## Qué debes hacer
¿Puedes volver a escribir las líneas que van desde la que contiene "target: green leaf" hasta la que contiene "24 76 L 23 76", ambas incluidas, renombrando "green leaf" como "yellow leaf" y sin tocar nada más?
##### Datos proporcionados
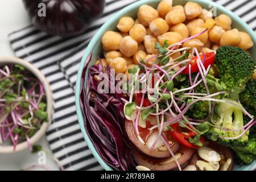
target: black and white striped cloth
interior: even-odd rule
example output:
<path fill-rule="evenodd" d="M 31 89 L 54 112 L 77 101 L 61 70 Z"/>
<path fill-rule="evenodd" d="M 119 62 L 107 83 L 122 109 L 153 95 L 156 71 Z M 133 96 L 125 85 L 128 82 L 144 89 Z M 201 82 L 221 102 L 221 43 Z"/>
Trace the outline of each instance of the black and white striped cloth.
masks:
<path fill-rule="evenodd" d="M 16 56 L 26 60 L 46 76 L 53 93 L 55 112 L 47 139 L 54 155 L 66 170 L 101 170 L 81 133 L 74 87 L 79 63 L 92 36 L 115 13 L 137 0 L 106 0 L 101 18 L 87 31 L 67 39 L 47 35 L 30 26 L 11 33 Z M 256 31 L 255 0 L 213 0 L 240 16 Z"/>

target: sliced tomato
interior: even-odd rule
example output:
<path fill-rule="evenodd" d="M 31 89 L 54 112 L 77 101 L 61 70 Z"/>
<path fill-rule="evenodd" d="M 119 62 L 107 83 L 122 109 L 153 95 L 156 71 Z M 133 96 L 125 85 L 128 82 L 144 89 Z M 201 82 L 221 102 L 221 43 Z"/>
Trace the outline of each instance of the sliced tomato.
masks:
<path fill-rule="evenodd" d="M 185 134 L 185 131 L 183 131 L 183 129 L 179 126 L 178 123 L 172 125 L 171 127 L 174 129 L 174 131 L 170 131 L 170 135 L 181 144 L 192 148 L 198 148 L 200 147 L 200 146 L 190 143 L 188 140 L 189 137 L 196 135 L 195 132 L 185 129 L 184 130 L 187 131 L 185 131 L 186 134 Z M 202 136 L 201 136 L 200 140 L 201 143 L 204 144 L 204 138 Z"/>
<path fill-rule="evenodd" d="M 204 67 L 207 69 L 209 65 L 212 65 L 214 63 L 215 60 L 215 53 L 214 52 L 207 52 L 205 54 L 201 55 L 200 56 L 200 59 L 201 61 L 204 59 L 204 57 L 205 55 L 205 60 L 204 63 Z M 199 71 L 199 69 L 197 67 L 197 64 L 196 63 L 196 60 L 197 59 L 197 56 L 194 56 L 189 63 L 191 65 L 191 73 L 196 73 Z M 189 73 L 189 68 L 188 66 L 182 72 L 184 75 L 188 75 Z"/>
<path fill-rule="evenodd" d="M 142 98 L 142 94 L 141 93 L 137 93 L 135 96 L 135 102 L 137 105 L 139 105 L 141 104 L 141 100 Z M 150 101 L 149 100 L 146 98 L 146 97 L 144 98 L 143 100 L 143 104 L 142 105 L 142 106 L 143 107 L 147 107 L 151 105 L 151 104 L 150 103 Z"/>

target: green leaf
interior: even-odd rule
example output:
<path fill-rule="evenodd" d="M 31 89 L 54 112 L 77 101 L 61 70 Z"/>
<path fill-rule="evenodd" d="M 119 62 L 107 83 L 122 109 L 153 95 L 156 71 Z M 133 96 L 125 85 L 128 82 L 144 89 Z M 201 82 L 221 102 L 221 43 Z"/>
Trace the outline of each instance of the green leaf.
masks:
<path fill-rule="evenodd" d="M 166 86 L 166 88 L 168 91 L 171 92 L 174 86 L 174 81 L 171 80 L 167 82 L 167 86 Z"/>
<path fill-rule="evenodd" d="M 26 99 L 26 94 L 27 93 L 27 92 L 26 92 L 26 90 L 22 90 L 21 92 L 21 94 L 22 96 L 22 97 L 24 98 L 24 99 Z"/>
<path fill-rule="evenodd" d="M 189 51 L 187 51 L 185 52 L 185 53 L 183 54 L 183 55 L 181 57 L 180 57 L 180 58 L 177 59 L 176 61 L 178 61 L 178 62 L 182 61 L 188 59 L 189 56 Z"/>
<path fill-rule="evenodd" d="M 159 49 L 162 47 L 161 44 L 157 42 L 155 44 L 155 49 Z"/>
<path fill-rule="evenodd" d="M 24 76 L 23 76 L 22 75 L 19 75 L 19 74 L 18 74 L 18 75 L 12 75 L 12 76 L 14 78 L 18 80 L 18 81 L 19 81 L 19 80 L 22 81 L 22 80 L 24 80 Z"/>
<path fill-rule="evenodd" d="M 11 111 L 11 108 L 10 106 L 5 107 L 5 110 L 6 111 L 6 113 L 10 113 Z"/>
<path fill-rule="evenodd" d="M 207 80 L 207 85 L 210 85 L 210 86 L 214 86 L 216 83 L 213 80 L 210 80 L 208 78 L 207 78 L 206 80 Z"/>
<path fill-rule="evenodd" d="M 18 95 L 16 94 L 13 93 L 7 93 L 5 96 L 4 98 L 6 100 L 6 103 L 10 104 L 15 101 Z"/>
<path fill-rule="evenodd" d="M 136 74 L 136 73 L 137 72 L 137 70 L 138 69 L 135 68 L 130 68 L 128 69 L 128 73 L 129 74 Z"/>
##########
## Respuesta del ejercicio
target: yellow leaf
interior: even-odd rule
example output:
<path fill-rule="evenodd" d="M 31 89 L 54 112 L 77 101 L 61 70 Z"/>
<path fill-rule="evenodd" d="M 119 62 L 107 83 L 122 109 L 153 95 L 156 71 Z M 133 96 L 125 85 L 128 82 L 144 89 Z M 201 82 L 221 102 L 221 43 Z"/>
Trace the outline of each instance of the yellow leaf.
masks:
<path fill-rule="evenodd" d="M 166 86 L 166 88 L 168 91 L 171 92 L 174 86 L 174 81 L 171 80 L 167 82 L 167 86 Z"/>
<path fill-rule="evenodd" d="M 26 99 L 26 94 L 27 93 L 27 92 L 26 92 L 26 90 L 22 90 L 21 92 L 21 94 L 22 96 L 22 97 L 24 98 L 24 99 Z"/>
<path fill-rule="evenodd" d="M 189 51 L 187 51 L 185 52 L 185 53 L 183 54 L 183 55 L 181 57 L 180 57 L 180 58 L 177 59 L 176 61 L 178 61 L 178 62 L 182 61 L 188 59 L 189 56 Z"/>
<path fill-rule="evenodd" d="M 159 49 L 162 47 L 161 44 L 157 42 L 155 44 L 155 49 Z"/>
<path fill-rule="evenodd" d="M 24 76 L 23 76 L 22 75 L 19 75 L 19 74 L 18 74 L 18 75 L 12 75 L 12 76 L 14 78 L 18 80 L 18 81 L 19 81 L 19 80 L 22 81 L 22 80 L 24 80 Z"/>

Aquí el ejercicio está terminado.